• [EXERCISE PASSAGE]
For example, if you normally go to sleep at 11:00 PM, the time change will have your body thinking it’s actually 10:00 PM when the clock says 11:00 PM. Going to sleep earlier will prepare your body for that awkward jump.
Daylight savings is known for messing with our circadian rhythms. This means that our whole sleep schedule can get thrown off just by the clocks moving back (or forward) an hour. In order to avoid any additional issues when it comes to getting used to your new sleep schedule, try to avoid any stimulants like caffeine.
Caffeine can keep you from falling asleep at night and can also affect the quality of your sleep. In order to make your transition into daylight savings time a little smoother, try to avoid coffee or soda before and after the clocks fall back.
Get ready for real by setting your clocks back earlier in the day. If there’s one thing that can be confusing about the time change it’s waking up feeling like it should be 9:00 AM and not 8:00 AM.
Set your clocks back an hour the day leading up to the time change. This way you’ll be able to get used to the difference before waking up to it the next day!
Kids seem to take the time change the worst. Young children especially need a solid sleep schedule so the time change can really throw them off. Follow these steps to make sure your kids have an easy transition.

• [REQUIRED ACTIONS]
**1)** Rewrite the stretch of the daylight savings passage from "Get ready for" through "not 8:00 AM.", putting "puzzling" in place of "confusing".
**2)** List each distinct clock time that appears in the daylight savings passage.
The entries have no connection to the daylight savings passage.

• [DATA]
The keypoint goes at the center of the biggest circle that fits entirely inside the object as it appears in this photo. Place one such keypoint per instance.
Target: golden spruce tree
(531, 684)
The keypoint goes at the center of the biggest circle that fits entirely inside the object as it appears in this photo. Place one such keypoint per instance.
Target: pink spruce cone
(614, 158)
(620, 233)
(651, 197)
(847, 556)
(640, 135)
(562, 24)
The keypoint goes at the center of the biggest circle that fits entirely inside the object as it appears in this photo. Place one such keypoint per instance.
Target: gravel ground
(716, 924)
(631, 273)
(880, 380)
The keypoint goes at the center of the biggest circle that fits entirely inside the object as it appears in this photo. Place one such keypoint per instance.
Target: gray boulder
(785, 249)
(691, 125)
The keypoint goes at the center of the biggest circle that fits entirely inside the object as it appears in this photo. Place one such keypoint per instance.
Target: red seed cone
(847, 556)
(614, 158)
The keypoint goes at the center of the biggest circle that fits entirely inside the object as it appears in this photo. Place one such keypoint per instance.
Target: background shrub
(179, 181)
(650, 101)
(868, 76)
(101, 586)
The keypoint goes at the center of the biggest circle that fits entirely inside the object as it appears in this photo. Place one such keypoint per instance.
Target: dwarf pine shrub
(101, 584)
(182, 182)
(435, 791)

* * *

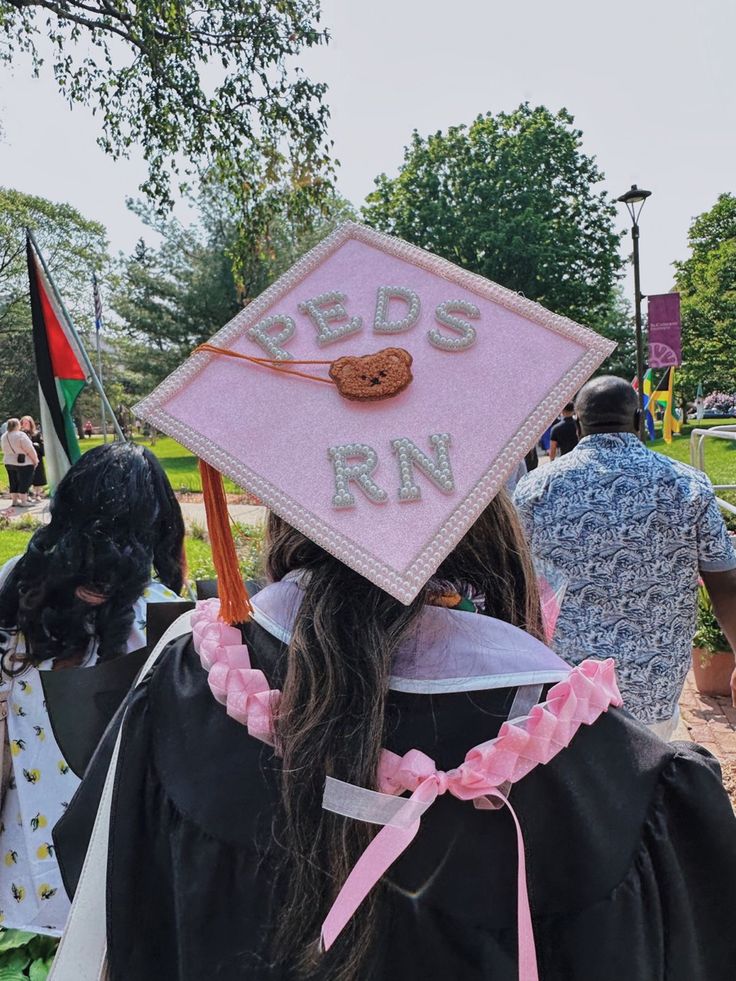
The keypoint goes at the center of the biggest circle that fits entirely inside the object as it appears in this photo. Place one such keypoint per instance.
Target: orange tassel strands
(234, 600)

---

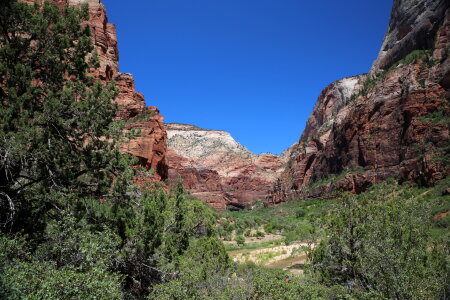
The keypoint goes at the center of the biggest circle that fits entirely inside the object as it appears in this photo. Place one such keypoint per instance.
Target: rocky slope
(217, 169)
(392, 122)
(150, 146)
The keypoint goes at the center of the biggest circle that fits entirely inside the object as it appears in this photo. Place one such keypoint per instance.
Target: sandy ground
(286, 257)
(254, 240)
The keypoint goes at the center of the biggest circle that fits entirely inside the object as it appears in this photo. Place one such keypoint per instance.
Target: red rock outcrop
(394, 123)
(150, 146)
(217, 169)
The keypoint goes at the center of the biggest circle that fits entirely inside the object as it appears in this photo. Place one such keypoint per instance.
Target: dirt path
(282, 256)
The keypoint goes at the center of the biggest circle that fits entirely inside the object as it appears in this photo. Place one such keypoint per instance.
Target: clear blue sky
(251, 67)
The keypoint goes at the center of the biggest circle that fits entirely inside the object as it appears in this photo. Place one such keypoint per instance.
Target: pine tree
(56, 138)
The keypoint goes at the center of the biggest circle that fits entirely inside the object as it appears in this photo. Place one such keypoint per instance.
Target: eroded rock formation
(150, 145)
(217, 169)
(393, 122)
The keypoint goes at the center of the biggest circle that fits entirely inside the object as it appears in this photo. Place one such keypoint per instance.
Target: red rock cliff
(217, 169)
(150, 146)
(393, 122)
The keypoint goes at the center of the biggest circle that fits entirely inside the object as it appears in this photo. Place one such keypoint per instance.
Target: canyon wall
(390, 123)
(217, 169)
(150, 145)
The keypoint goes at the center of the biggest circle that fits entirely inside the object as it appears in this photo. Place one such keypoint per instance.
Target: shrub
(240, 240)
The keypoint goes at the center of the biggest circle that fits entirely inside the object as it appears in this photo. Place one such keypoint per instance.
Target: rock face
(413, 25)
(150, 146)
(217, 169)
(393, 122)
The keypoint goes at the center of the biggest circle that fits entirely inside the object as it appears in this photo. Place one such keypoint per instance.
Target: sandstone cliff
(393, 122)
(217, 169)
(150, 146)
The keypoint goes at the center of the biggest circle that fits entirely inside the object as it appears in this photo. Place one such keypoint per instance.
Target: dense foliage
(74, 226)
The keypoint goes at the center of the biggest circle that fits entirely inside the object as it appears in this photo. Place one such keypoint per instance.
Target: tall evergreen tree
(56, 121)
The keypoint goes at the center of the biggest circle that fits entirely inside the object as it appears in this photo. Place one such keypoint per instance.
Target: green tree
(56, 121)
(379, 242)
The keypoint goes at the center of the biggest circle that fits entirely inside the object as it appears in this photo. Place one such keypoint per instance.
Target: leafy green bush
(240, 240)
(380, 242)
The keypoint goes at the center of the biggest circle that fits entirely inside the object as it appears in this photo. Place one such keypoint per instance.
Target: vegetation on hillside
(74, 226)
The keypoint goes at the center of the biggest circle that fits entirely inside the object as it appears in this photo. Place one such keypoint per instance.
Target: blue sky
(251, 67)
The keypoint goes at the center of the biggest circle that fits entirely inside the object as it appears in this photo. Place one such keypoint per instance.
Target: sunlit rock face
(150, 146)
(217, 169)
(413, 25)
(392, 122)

• [RESPONSES FOR EACH TASK]
**1)**
Get ready for real by setting your clocks back earlier in the day. If there’s one thing that can be puzzling about the time change it’s waking up feeling like it should be 9:00 AM and not 8:00 AM.

**2)** 11:00 PM, 10:00 PM, 9:00 AM, 8:00 AM